[Dataset entries]

────────

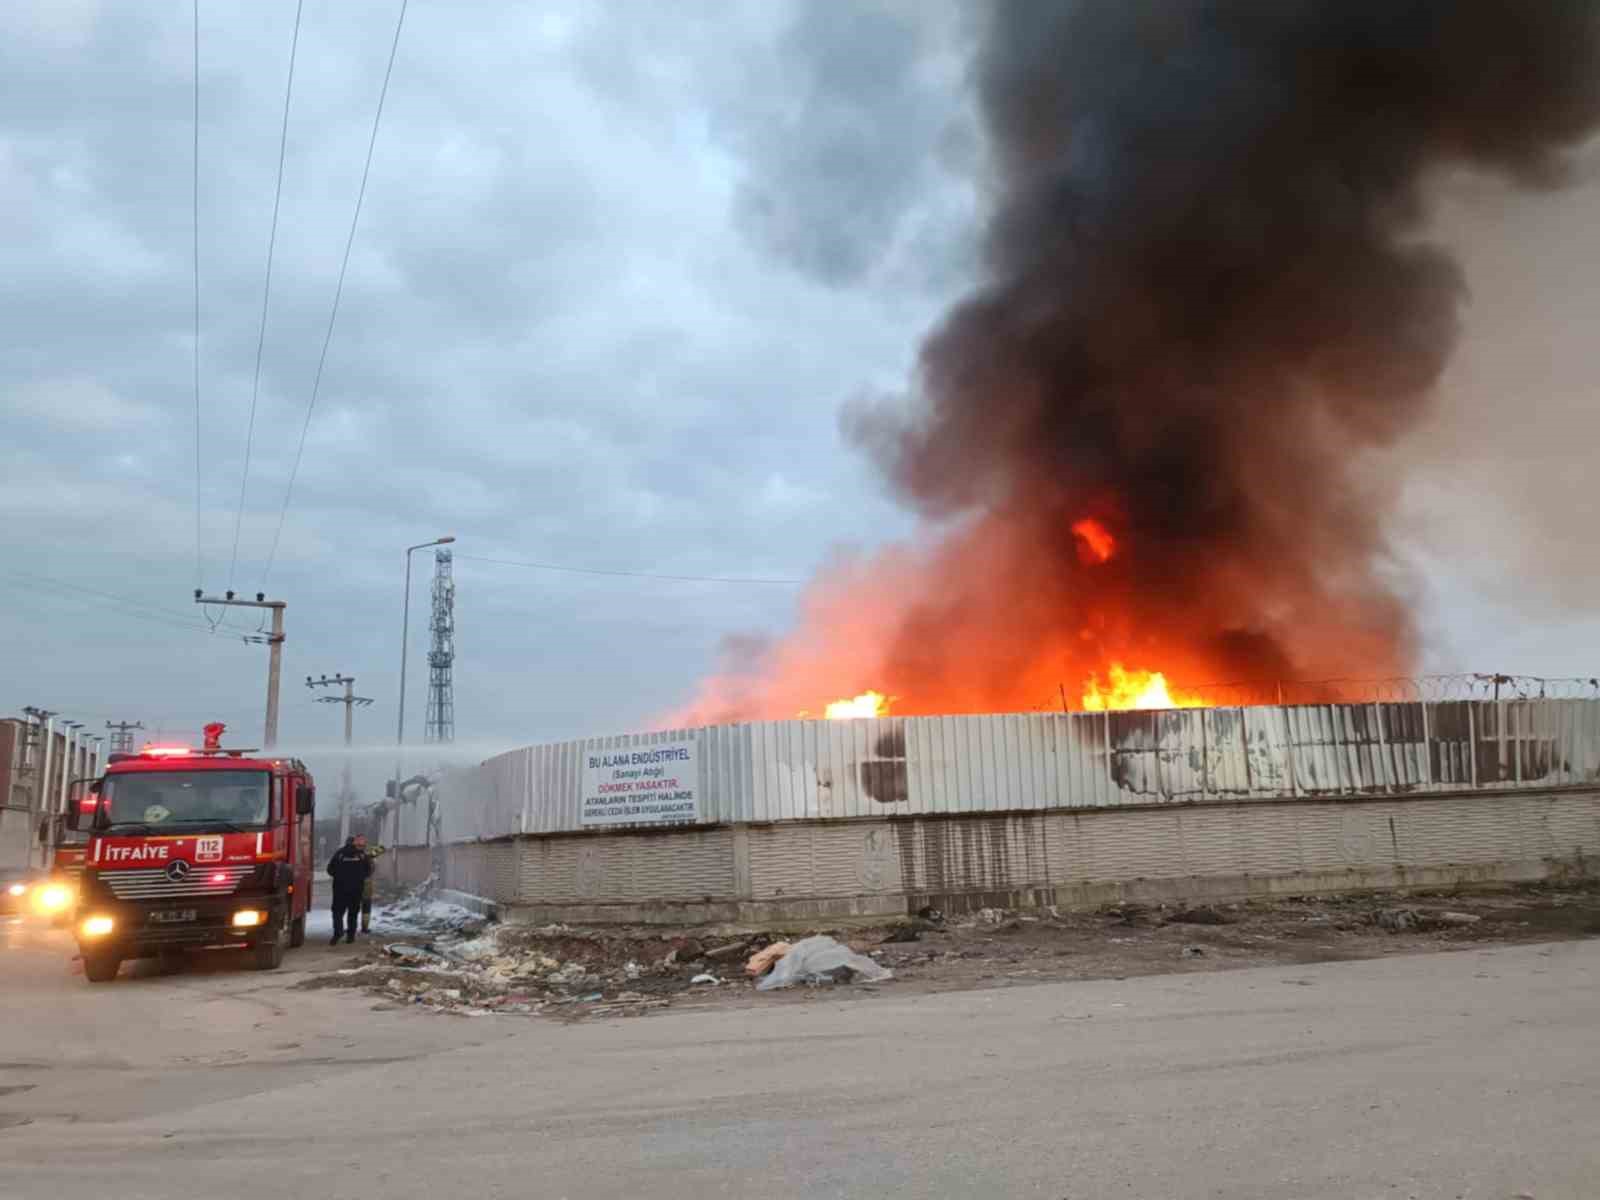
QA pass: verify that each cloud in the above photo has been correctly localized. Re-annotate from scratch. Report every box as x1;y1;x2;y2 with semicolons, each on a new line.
1;0;1592;804
716;0;976;287
0;0;958;774
6;376;158;432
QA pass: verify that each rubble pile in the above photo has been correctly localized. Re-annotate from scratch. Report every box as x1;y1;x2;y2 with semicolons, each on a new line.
303;915;894;1018
299;881;1598;1017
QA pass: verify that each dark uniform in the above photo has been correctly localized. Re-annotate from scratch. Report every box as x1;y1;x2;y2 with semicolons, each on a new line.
326;839;370;945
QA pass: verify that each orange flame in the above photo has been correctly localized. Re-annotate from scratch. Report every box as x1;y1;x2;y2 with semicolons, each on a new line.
1071;517;1115;565
822;690;891;719
1081;664;1205;712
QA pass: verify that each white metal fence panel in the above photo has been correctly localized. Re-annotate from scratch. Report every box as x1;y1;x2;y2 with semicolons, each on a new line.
404;699;1600;845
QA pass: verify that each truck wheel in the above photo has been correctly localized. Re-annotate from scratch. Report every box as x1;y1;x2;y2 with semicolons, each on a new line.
253;927;287;971
83;954;121;983
288;915;306;949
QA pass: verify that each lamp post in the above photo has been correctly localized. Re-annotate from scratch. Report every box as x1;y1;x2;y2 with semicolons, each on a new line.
49;720;82;867
393;537;454;866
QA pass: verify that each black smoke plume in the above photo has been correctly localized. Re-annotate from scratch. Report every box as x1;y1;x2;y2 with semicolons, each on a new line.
688;0;1600;720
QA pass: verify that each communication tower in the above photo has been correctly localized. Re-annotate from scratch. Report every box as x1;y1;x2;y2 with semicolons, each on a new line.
424;548;455;743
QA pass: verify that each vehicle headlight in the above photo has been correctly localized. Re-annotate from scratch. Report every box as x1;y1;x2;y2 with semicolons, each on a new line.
231;909;265;928
81;915;115;938
6;883;25;897
34;884;71;913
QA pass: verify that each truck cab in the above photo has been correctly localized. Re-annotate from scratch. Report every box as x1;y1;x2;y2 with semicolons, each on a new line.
69;725;316;982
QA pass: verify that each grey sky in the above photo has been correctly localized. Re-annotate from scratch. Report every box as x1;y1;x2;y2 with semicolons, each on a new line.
2;1;1596;796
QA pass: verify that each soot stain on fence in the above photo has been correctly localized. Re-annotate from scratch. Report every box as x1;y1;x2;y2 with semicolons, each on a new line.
860;720;908;804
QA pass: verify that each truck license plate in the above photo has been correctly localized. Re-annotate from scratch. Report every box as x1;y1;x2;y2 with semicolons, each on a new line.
150;909;197;924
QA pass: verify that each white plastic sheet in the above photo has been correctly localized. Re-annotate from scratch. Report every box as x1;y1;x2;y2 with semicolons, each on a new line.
754;935;893;991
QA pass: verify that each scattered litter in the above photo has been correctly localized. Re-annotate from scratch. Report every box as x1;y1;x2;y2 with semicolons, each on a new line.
756;936;894;991
547;962;590;987
703;940;751;963
384;943;443;962
1103;902;1158;927
372;886;486;938
673;938;705;961
745;942;793;977
1373;908;1420;933
304;879;1591;1021
1167;906;1232;926
880;925;922;944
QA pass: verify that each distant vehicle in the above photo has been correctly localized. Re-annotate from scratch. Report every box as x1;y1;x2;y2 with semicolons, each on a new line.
0;866;51;917
67;722;317;983
34;803;92;924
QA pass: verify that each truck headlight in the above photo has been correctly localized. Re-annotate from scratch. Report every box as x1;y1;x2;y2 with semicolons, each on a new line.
231;909;265;928
81;915;115;938
34;884;71;914
6;883;25;897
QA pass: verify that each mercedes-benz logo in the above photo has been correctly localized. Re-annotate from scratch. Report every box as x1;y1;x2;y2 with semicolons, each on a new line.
164;860;192;882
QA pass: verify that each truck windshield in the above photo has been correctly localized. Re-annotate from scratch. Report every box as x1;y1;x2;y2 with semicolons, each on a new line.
102;770;271;830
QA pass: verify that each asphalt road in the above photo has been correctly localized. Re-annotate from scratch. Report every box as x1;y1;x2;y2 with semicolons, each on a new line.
3;911;1596;1199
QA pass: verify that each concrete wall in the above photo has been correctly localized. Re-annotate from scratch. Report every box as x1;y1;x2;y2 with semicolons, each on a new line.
414;786;1600;925
0;807;32;873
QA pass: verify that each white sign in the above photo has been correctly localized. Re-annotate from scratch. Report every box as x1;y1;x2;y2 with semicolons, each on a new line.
581;740;699;826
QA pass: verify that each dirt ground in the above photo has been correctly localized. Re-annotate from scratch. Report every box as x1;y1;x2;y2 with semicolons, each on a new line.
300;880;1600;1020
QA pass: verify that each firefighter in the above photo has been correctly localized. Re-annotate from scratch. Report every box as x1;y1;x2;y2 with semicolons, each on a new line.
354;833;386;934
326;836;370;945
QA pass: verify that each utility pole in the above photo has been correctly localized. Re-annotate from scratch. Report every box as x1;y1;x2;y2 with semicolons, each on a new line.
105;720;144;756
194;590;286;749
307;673;373;842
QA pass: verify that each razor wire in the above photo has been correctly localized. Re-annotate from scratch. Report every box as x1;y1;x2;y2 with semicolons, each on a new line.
1035;673;1600;711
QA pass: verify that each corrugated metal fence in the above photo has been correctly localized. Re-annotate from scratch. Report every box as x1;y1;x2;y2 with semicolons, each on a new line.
400;699;1600;846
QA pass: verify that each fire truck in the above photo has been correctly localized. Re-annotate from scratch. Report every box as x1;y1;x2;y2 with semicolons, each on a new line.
67;723;316;983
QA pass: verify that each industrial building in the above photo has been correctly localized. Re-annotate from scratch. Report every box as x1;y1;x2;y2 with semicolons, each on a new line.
390;697;1600;923
0;717;102;870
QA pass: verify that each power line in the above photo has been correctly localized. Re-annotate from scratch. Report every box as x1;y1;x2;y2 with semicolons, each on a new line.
260;0;409;589
0;585;225;640
454;553;803;586
192;0;203;594
228;0;305;591
0;569;213;625
0;570;273;642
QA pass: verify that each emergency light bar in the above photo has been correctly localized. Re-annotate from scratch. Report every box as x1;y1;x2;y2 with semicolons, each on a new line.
135;742;260;759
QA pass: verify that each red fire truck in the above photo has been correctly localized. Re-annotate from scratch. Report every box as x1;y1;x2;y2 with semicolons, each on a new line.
67;724;316;983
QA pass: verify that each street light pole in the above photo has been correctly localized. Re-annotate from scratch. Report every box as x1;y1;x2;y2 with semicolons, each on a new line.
393;537;454;865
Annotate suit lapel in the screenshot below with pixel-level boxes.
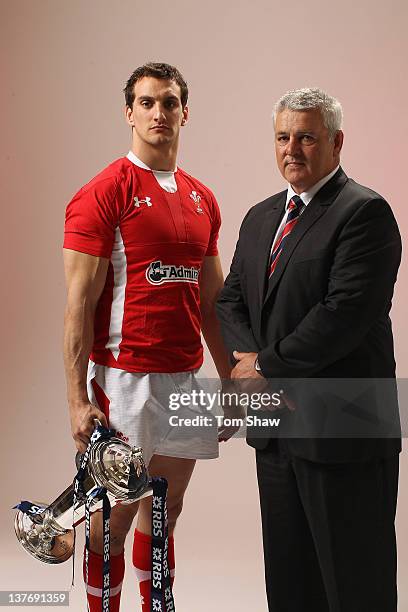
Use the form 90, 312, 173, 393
256, 194, 286, 304
263, 167, 349, 305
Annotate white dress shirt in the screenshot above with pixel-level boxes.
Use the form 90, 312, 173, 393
270, 165, 340, 257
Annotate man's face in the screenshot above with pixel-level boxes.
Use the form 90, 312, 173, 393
274, 108, 343, 193
125, 77, 188, 148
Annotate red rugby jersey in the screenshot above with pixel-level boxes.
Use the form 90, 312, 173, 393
64, 152, 221, 373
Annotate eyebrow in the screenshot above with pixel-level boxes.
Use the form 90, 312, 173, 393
275, 130, 316, 136
137, 94, 180, 101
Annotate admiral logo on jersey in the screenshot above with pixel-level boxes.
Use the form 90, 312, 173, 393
146, 261, 199, 285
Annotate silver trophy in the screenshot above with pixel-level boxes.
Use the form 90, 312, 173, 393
14, 428, 152, 564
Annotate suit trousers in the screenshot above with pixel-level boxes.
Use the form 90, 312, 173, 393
256, 440, 399, 612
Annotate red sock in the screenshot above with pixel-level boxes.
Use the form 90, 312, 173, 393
132, 529, 175, 611
83, 548, 125, 612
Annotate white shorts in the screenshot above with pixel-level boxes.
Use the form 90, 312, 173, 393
87, 361, 219, 466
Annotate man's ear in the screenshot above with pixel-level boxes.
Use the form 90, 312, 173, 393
181, 105, 189, 126
334, 130, 344, 157
125, 105, 134, 127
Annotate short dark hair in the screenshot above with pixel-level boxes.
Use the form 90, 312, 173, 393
124, 62, 188, 109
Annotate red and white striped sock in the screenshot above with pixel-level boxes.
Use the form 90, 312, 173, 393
83, 548, 125, 612
132, 528, 175, 611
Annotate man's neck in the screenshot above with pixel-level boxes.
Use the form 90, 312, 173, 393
290, 164, 340, 198
130, 142, 178, 172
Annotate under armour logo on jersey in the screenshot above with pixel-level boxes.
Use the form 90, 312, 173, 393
189, 190, 204, 213
134, 196, 152, 207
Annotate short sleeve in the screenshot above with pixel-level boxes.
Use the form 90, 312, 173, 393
205, 192, 221, 256
63, 176, 121, 258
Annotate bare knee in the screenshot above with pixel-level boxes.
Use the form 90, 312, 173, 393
136, 454, 195, 535
136, 496, 184, 535
167, 499, 184, 533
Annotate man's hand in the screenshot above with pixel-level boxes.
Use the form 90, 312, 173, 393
231, 351, 269, 395
218, 419, 241, 442
217, 380, 246, 442
231, 350, 295, 411
69, 401, 108, 453
231, 351, 263, 379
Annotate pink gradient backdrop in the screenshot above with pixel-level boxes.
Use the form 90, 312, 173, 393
2, 1, 408, 609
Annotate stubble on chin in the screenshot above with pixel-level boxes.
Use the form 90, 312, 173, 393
284, 168, 299, 183
146, 132, 172, 146
285, 165, 307, 180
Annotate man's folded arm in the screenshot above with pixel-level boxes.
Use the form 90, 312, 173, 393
258, 198, 402, 378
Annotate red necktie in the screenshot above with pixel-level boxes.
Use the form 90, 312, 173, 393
269, 195, 304, 277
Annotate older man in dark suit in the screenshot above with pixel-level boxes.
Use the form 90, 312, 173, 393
216, 88, 401, 612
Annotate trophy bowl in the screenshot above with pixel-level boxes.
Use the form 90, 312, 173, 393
14, 437, 152, 564
14, 506, 75, 564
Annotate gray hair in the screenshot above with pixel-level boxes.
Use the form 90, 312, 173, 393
273, 88, 343, 140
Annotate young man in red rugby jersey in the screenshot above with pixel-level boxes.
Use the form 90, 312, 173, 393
63, 62, 231, 611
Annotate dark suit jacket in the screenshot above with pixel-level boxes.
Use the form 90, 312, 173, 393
216, 168, 402, 462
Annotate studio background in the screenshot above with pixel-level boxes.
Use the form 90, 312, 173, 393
2, 0, 407, 609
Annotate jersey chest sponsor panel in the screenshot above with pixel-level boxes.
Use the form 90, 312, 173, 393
64, 158, 220, 373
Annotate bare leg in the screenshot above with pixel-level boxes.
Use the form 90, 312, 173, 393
89, 454, 196, 551
137, 454, 196, 535
85, 501, 141, 611
90, 501, 140, 555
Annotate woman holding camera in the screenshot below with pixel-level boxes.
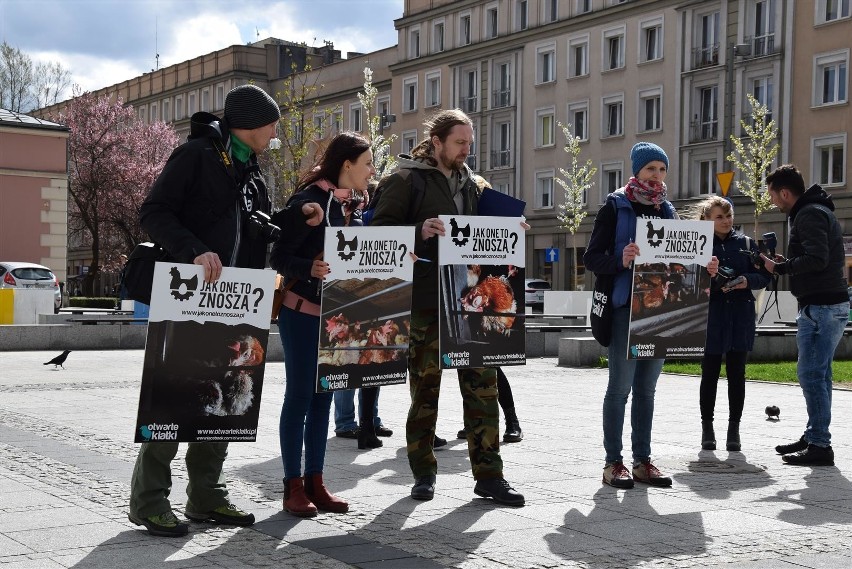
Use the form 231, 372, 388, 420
270, 131, 375, 517
695, 196, 770, 451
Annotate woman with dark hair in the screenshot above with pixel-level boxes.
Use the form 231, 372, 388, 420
270, 131, 375, 517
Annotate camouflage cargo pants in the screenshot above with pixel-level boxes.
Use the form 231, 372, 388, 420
407, 308, 503, 480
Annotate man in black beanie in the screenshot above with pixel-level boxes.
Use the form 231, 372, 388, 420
128, 84, 281, 537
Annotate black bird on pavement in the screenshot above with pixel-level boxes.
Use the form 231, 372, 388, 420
44, 350, 72, 369
765, 405, 780, 421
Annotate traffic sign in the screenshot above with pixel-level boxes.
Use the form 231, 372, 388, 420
545, 247, 559, 263
716, 171, 734, 196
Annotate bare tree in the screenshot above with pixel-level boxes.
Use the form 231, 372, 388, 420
0, 42, 33, 112
727, 93, 779, 237
555, 122, 596, 290
32, 60, 72, 108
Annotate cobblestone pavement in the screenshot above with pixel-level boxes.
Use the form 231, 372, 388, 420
0, 350, 849, 568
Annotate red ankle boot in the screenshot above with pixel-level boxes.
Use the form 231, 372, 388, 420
283, 477, 318, 518
304, 473, 348, 513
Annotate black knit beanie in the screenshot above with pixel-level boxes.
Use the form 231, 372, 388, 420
224, 85, 281, 130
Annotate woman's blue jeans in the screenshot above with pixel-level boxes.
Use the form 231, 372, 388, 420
278, 307, 332, 480
796, 302, 849, 448
603, 306, 665, 464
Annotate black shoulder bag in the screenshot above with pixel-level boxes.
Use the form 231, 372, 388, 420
123, 242, 173, 305
590, 200, 617, 347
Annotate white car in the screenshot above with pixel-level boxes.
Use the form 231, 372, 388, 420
524, 278, 551, 310
0, 262, 62, 313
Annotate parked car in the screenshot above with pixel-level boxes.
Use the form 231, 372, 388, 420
0, 262, 62, 313
524, 278, 551, 310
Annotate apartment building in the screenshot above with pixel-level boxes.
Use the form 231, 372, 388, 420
32, 0, 851, 289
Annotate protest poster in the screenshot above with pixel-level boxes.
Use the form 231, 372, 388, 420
628, 218, 714, 359
316, 226, 416, 392
134, 263, 275, 443
438, 214, 526, 368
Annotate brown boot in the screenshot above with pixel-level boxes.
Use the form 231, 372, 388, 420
283, 477, 318, 518
304, 472, 349, 513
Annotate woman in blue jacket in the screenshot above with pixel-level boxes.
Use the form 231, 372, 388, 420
695, 196, 770, 451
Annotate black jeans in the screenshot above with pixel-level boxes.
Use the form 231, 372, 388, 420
700, 351, 748, 422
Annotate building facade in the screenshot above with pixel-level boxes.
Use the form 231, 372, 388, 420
33, 0, 851, 290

────────

• [TASK TO CARRY OUT]: Looking at the data above, count each line that holds the word "rugby" and report the count alone.

• [WORKED SOLUTION]: 2